• Testo fornito
%%

Massime della sentenza

1.        Ravvicinamento delle legislazioni — Pubblicità ingannevole e comparativa — Direttiva 84/450

(Direttiva del Consiglio 84/450, art. 2, punto 2 bis)

2.        Ravvicinamento delle legislazioni — Pubblicità ingannevole e comparativa — Direttiva 84/450

[Direttiva del Consiglio 84/450, artt. 2, punto 2 bis, e 3 bis, n. 1, lett. b)]

3.        Ravvicinamento delle legislazioni — Pubblicità ingannevole e comparativa — Direttiva 84/450

(Direttiva del Consiglio 84/450, art. 3 bis, n. 1)

4.        Ravvicinamento delle legislazioni — Pubblicità ingannevole e comparativa — Direttiva 84/450

[Direttiva del Consiglio 84/450, artt. 2, punto 2 bis, e 3 bis, n. 1, lett. f) e g)]

1.        L’art. 2, punto 2 bis, della direttiva 84/450, concernente la pubblicità ingannevole e comparativa, come modificata dalla direttiva 97/55, dev’essere interpretato nel senso che può essere considerato pubblicità comparativa il riferimento, in un messaggio pubblicitario, a un tipo di prodotto e non a un’impresa o a un prodotto determinati, se permette di identificare tale impresa o i prodotti da essa offerti come quelli cui il detto messaggio si riferisce concretamente. La circostanza che più concorrenti dell’operatore pubblicitario oppure beni o servizi che essi offrono possano essere identificati come quelli cui si riferisce concretamente il messaggio pubblicitario è irrilevante ai fini del riconoscimento del carattere comparativo della pubblicità.

(v. punto 24, dispositivo 1)

2.        Per stabilire se tra l’operatore pubblicitario e l’impresa che è identificata nel messaggio pubblicitario sussista un rapporto di concorrenza ai sensi della direttiva 84/450, concernente la pubblicità ingannevole e comparativa, come modificata dalla direttiva 97/55, non si può prescindere dalla considerazione dei beni o servizi offerti da tale impresa.

Infatti, perché esista un simile rapporto tra imprese, i beni che esse offrono devono presentare un certo grado di sostituibilità reciproca.

%%

• Istruzioni
1. Traduci in inglese la seguente frase delle massime della sentenza: «Infatti, perché esista un simile rapporto tra imprese, i beni che esse offrono devono presentare un certo grado di sostituibilità reciproca.»
2. Quali lettere dell'art. 3 bis, n. 1, della direttiva 84/450 vengono richiamate nelle massime della sentenza? Elencale tutte.

• Dati estratti
%%

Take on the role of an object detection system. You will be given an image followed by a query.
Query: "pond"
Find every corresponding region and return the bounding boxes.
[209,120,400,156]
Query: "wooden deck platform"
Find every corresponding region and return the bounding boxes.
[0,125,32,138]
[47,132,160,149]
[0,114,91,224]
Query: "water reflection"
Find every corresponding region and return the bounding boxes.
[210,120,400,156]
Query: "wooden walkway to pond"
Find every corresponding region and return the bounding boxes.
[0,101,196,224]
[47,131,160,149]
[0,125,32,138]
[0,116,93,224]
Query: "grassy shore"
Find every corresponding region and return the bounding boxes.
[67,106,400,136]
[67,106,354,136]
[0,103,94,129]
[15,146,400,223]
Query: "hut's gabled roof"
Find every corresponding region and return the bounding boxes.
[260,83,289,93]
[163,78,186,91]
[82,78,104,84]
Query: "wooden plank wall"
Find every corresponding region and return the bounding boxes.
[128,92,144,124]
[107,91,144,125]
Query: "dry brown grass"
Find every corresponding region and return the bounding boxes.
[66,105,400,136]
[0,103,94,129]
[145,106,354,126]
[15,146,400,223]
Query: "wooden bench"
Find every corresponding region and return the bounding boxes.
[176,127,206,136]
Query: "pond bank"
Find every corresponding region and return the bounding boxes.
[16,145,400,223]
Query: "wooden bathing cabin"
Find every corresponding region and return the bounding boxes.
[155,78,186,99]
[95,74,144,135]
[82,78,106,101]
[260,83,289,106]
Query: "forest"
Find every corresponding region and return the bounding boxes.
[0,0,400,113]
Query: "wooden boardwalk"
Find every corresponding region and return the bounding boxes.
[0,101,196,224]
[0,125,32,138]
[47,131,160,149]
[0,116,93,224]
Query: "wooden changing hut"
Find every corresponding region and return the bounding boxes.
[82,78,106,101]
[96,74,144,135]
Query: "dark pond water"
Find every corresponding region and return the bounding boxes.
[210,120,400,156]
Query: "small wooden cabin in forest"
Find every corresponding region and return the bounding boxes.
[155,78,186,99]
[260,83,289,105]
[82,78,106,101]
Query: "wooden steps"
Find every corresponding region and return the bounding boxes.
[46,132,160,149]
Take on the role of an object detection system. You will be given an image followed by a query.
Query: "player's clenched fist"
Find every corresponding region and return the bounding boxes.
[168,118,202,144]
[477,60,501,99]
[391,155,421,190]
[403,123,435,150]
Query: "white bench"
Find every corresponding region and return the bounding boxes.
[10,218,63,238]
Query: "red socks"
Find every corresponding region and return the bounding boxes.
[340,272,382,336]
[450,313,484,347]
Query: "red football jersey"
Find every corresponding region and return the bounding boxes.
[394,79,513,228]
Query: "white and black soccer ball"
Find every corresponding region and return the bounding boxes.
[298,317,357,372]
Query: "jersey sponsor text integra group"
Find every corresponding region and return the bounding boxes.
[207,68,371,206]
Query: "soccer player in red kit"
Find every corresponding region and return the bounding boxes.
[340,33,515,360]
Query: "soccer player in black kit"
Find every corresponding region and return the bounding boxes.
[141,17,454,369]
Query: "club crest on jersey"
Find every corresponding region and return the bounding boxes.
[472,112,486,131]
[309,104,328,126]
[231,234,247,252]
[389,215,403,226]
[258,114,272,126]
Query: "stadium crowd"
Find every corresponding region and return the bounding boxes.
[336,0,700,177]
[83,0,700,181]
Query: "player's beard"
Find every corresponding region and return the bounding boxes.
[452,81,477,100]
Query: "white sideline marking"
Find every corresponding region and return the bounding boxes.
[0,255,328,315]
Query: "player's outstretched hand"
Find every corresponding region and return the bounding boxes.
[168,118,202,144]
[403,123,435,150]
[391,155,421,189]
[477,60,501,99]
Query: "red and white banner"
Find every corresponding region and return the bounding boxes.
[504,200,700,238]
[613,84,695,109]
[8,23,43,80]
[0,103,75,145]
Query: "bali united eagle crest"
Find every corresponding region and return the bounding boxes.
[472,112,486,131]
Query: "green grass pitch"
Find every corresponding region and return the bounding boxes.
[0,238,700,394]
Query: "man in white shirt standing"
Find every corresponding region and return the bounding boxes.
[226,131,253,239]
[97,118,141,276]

%%
%%

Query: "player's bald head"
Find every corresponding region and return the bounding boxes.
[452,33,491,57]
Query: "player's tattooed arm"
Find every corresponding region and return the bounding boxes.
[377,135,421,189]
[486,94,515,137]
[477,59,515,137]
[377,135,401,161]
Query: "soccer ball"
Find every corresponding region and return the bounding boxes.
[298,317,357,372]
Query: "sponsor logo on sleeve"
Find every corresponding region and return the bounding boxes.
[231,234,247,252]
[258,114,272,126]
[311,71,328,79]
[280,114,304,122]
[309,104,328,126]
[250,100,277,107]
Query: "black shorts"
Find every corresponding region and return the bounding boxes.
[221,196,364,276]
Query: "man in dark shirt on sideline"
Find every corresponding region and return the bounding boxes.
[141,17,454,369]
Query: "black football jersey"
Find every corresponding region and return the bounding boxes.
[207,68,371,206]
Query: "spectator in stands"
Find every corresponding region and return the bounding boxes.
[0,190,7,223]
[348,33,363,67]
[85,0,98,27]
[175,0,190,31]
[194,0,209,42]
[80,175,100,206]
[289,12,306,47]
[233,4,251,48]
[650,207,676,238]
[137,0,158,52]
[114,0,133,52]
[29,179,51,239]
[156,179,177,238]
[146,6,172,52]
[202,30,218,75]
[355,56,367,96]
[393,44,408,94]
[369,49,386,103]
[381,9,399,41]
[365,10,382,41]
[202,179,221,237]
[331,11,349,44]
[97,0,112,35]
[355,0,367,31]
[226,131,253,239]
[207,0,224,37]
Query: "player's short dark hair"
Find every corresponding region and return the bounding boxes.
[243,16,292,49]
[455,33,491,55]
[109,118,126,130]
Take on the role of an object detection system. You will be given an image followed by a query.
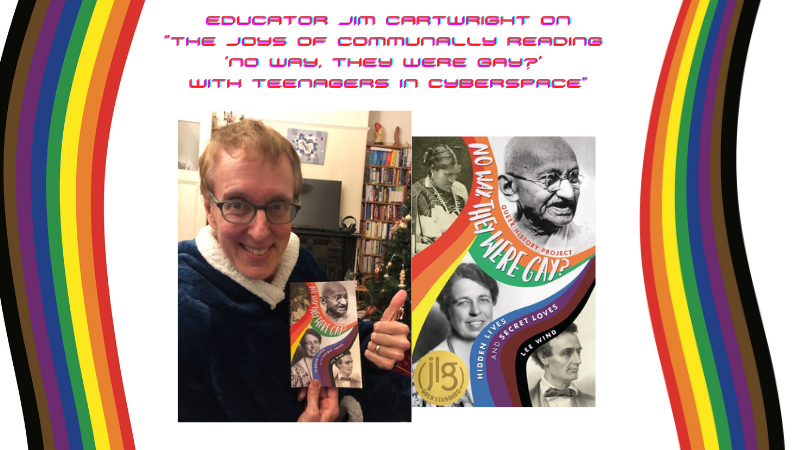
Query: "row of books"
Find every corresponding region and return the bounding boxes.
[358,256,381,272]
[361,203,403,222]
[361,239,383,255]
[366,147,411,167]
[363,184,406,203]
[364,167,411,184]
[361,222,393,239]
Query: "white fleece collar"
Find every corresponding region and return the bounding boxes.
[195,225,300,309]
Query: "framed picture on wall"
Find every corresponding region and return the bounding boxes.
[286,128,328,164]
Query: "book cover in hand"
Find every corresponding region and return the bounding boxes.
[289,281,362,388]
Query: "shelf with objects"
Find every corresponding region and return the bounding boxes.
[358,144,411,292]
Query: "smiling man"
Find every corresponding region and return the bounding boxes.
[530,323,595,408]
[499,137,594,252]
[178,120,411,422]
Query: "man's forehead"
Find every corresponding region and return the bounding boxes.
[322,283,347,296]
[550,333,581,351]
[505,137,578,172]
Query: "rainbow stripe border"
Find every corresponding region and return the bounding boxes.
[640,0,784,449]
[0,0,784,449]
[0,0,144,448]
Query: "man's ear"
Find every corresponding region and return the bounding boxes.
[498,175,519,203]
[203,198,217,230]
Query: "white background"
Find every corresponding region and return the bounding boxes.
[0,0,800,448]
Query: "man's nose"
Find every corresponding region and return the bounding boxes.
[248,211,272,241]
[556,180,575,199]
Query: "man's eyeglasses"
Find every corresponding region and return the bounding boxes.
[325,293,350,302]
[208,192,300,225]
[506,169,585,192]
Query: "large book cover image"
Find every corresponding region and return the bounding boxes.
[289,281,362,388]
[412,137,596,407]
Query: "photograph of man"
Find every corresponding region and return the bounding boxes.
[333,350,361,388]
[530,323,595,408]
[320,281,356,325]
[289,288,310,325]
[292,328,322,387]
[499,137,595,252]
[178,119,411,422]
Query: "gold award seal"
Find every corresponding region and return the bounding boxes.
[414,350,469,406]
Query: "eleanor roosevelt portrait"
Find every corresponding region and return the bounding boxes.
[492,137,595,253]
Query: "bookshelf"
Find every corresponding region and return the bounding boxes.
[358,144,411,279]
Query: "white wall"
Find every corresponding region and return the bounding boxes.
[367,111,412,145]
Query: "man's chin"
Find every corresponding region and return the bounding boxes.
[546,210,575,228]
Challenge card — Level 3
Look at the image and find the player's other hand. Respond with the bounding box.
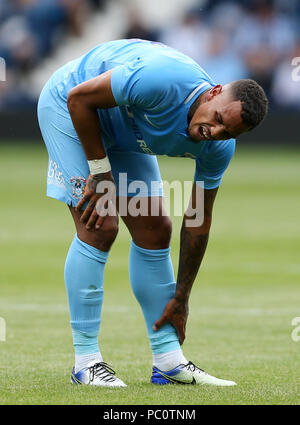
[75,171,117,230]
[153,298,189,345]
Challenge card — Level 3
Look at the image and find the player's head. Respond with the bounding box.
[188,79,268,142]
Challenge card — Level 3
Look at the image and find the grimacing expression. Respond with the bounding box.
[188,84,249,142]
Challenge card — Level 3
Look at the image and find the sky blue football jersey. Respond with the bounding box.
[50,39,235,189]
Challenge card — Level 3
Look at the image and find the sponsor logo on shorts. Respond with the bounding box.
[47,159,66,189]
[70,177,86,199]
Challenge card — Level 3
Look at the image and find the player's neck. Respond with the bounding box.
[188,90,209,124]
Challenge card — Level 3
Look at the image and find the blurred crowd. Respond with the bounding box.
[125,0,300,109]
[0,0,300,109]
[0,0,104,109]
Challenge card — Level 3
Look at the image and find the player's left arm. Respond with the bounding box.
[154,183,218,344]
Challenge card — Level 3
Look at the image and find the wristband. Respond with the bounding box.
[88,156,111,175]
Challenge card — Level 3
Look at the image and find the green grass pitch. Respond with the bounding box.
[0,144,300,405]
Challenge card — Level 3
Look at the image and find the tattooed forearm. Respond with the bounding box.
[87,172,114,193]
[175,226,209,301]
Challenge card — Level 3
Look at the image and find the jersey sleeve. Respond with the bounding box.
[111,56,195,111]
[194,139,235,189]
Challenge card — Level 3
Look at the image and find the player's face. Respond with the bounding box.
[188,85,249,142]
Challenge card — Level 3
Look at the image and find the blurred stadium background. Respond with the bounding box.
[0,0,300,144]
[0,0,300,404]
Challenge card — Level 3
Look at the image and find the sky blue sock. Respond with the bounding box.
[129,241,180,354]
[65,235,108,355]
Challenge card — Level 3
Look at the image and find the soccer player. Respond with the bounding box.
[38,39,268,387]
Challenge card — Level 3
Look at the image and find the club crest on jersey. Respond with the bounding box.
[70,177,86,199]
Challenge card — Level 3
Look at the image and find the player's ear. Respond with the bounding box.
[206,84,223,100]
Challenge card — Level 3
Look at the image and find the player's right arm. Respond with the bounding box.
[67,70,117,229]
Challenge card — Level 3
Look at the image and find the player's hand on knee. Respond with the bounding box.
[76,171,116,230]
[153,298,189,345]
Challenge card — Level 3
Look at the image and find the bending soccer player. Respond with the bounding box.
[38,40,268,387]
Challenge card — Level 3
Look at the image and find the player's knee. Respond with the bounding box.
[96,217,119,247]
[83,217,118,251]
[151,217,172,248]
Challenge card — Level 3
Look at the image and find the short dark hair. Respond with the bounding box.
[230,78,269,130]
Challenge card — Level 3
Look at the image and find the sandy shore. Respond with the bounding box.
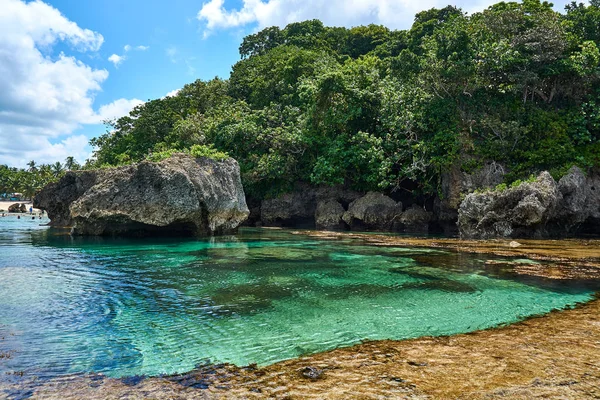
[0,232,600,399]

%%
%%

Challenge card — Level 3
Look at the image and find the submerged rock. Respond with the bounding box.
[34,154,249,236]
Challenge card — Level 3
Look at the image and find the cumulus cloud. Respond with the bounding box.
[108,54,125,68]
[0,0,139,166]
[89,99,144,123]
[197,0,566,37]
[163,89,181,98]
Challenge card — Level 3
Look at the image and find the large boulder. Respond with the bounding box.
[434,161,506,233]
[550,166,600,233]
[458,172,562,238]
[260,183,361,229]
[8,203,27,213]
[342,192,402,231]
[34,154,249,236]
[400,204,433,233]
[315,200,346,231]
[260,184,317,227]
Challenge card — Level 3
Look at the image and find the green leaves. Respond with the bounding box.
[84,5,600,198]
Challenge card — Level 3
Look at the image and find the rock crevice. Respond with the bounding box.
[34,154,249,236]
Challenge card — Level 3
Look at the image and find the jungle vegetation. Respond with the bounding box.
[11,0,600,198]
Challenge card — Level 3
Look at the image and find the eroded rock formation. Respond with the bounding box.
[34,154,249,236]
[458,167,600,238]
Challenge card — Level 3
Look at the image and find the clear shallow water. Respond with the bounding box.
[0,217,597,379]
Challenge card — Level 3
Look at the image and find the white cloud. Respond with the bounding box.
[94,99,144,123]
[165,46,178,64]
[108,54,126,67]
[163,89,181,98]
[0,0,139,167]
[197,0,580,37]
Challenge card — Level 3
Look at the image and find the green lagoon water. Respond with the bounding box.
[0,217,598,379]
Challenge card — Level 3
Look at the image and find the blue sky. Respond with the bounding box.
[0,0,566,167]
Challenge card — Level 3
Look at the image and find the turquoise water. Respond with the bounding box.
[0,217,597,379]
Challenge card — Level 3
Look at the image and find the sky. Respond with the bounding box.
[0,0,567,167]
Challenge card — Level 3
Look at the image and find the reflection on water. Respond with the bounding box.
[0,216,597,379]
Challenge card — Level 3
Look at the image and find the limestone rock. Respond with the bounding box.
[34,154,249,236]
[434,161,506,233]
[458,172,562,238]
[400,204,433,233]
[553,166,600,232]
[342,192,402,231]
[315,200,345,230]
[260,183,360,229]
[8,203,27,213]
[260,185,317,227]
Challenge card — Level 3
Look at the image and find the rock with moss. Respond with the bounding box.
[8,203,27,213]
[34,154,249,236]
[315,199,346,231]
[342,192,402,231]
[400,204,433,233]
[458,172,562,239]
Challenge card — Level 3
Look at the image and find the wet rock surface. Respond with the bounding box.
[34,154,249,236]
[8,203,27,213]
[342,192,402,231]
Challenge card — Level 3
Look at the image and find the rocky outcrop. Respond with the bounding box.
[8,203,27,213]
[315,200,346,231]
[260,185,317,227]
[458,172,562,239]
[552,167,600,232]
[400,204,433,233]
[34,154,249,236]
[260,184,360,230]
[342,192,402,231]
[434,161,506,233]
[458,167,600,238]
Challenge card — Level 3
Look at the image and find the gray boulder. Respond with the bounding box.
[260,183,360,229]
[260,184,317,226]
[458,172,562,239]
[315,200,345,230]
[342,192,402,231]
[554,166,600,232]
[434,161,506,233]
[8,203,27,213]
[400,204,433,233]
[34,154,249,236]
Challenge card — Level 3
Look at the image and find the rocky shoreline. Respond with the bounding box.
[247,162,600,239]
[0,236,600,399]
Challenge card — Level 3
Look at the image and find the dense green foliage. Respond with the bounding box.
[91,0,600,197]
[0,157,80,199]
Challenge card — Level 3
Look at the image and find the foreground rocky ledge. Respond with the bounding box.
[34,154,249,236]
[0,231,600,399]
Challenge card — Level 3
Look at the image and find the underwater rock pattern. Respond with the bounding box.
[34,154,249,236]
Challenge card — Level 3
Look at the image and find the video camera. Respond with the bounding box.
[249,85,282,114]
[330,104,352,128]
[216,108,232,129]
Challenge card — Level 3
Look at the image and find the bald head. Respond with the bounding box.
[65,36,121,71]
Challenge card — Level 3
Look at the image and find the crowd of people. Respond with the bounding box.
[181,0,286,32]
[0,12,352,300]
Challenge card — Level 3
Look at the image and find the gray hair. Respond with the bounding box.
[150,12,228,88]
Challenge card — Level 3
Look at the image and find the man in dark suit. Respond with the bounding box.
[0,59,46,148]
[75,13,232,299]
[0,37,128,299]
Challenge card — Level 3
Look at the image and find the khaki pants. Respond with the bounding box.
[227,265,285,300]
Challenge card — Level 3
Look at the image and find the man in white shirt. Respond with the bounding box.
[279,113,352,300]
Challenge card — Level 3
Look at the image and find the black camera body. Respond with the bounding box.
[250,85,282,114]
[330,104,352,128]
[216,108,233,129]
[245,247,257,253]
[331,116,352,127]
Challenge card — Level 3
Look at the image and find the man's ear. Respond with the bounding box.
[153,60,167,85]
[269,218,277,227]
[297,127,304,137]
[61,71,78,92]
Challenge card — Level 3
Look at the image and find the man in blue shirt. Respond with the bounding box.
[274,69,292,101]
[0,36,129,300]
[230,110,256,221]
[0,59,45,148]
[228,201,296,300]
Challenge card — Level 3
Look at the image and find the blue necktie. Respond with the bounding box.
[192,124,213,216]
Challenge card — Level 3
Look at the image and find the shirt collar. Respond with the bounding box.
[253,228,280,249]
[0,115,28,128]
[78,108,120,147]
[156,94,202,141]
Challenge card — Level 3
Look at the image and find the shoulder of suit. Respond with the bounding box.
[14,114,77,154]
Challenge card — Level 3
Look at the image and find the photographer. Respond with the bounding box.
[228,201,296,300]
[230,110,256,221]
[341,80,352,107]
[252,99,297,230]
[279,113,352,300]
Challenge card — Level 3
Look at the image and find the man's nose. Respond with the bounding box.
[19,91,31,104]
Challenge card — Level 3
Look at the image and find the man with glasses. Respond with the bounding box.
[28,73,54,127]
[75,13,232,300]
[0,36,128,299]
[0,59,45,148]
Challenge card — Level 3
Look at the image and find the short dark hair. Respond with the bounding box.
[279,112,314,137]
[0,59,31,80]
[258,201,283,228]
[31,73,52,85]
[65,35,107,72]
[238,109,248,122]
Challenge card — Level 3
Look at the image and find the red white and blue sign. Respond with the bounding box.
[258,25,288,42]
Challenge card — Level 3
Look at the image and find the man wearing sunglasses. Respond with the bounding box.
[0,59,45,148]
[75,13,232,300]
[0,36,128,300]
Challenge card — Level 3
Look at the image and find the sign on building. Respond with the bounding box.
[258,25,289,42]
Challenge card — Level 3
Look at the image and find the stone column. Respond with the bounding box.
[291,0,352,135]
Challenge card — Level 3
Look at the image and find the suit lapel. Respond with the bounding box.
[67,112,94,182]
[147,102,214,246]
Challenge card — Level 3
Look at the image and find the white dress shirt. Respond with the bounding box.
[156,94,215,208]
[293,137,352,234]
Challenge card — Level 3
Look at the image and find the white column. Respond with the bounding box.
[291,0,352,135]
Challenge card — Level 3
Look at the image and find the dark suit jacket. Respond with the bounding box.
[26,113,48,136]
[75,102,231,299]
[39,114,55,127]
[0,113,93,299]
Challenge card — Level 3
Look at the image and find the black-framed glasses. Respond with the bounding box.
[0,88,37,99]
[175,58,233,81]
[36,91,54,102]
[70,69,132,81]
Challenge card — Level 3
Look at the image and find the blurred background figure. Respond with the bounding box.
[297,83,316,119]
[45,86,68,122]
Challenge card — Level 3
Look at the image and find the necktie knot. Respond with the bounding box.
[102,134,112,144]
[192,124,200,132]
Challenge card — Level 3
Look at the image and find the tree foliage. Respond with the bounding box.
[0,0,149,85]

%%

• Risposte finali
1. Indeed, for such a relationship to exist between undertakings, the goods they offer must display a certain degree of mutual substitutability.

2. lett. b), lett. f), lett. g)